[Data listing]
####

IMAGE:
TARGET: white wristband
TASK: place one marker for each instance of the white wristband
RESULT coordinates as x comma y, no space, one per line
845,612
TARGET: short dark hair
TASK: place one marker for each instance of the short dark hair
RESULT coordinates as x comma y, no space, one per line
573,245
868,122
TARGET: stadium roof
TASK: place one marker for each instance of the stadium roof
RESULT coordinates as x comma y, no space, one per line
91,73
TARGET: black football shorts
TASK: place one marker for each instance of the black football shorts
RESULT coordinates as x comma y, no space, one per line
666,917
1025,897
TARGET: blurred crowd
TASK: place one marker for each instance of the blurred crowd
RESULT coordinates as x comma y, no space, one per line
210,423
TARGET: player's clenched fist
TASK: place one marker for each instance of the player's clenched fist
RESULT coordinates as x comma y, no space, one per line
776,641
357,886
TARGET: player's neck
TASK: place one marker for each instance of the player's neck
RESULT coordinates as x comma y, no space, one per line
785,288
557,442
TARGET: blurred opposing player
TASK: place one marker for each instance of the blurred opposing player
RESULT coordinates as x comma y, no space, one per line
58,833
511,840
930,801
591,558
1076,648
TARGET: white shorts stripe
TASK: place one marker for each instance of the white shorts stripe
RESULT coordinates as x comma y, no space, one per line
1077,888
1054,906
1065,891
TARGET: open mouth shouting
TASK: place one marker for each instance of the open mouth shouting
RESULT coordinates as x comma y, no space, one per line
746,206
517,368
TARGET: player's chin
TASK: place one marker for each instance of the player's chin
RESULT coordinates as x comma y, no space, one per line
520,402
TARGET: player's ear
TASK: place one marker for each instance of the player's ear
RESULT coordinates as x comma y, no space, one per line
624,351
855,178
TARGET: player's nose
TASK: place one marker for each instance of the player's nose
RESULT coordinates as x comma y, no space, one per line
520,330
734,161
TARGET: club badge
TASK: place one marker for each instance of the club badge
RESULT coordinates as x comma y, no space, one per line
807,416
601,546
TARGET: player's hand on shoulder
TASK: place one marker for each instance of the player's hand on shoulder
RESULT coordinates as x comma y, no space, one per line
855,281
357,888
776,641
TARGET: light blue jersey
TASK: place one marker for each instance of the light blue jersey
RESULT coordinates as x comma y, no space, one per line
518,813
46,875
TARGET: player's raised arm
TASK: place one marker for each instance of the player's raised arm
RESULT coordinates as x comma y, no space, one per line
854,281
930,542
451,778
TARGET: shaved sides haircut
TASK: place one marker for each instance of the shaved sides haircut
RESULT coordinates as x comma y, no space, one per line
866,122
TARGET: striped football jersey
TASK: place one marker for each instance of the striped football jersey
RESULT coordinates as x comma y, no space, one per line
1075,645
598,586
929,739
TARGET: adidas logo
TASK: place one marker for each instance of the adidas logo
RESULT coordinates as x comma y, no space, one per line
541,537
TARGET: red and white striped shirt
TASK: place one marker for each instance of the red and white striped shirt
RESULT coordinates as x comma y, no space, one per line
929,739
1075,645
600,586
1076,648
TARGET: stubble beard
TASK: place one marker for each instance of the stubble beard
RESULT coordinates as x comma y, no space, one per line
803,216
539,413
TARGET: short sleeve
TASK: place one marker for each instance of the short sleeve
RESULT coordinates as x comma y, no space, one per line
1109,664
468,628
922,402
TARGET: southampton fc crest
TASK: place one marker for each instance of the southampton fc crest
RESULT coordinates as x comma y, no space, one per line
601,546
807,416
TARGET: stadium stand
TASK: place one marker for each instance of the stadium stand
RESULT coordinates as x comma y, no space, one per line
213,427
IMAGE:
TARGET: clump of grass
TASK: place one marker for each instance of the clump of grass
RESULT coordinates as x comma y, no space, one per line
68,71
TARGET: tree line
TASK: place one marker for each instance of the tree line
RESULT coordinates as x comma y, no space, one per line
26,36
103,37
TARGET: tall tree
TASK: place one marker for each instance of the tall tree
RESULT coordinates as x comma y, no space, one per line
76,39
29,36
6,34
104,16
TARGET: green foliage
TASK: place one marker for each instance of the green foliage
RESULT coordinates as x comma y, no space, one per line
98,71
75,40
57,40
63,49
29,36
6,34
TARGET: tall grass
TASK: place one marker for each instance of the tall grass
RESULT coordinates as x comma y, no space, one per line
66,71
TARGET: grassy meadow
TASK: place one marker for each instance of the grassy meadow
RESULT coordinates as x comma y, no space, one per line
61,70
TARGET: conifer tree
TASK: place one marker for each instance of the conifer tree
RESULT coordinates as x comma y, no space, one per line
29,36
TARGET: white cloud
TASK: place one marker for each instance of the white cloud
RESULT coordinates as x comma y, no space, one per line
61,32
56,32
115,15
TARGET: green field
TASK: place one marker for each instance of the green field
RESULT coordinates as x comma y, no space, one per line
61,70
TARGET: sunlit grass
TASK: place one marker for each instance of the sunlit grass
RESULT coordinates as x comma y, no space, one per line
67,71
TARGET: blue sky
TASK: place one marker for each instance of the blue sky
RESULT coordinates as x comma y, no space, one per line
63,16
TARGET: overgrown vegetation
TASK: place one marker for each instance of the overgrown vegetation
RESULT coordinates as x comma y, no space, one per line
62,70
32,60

####

| Stated goal |
Update the entries from the line with "TARGET: overgrown vegetation" through the end of the entries, putting "dense shrubs" in place of "overgrown vegetation" and changing nothing else.

| Reply to the task |
TARGET: dense shrubs
TASK: place one marker for each instance of the dense shrubs
RESULT coordinates as x comma y, no space, one per line
62,70
32,60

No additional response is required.